### Given task
In full and without alteration, give the listing again.
─── Entries shown
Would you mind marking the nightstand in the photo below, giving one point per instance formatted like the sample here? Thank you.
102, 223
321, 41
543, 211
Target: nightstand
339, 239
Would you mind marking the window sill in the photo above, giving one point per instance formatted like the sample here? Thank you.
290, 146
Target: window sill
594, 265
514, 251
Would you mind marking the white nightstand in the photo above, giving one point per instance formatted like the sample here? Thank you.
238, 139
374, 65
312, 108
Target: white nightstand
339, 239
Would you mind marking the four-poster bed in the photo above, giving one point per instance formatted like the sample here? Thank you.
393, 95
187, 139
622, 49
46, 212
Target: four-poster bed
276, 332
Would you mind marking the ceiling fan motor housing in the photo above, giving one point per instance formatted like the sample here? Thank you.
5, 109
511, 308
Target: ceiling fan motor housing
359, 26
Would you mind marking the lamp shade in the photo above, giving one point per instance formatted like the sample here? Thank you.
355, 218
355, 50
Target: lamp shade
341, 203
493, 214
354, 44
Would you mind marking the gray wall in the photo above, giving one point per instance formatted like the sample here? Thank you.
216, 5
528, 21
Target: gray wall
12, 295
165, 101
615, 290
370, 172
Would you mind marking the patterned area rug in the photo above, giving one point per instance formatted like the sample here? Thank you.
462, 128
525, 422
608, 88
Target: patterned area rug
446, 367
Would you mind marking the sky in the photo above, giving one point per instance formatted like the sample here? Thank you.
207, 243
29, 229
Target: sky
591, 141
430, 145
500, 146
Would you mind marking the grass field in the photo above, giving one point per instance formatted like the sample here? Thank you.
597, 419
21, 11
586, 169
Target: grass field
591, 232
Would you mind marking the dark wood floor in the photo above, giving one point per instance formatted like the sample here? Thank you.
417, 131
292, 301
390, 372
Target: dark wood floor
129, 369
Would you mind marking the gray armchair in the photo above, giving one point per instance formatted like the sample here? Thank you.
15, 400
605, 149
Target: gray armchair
──────
### Response
Would you mind marking the nightstand in the photo below, giving one point per instance formatted like the sample here? Thank you.
102, 223
321, 41
543, 211
Target: nightstand
339, 239
Would you mind marking the window sill in the photo above, giving one point per instance formatted like the sample here? Thank you.
290, 146
Target: window sill
594, 265
514, 251
Would you mind marking the white nightstand in the photo above, giving one point per instance formatted like the sample here? Thank you.
238, 139
374, 65
312, 108
Target: white nightstand
339, 239
Would you mind marking the four-poster bed in the photo above, giving one point per instance formatted like the sample here? Thank you.
393, 95
187, 139
622, 49
46, 212
Target: four-poster bed
276, 332
Would you mind marking the ceiling fan motor housing in the photo above, giving one point per instance formatted like the sample here? Thank you.
5, 109
511, 308
Target: ceiling fan motor housing
359, 26
Would you mind marking the lamp shade in the photo above, giving one point per instance formatted like the sample here? Thank you.
355, 218
355, 50
Target: lamp shade
341, 203
493, 214
354, 44
Would you mind marking the gray wall in the photo above, giving one point per instance formatted like the sample here? Thank you.
216, 5
528, 21
Target: gray wall
12, 295
165, 101
615, 290
370, 172
Would you mind marking the patterned area rug in the photo above, giving one point per instance formatted like the sample here? Thank you.
462, 128
525, 422
608, 88
Target: patterned area rug
446, 367
Would you mind marking the sky in the photo above, giving one point per instance formatted like the sample here? Thank you.
207, 243
29, 229
Target: sky
591, 141
430, 145
500, 146
Would you mind marking the grass field in the photo above, giving one point per instance formatted like the sample here? Thank you.
597, 419
21, 11
586, 169
Target: grass field
591, 232
Would you mind marking the dark wood floor in the photo above, giving one point per instance formatted like the sample here? Thank you.
417, 131
292, 301
390, 372
Target: dark wood floor
129, 369
Would you mind marking the gray armchair in the photo above, giving one point per instance formatted like the sample here? Thank you.
15, 400
605, 149
Target: gray armchair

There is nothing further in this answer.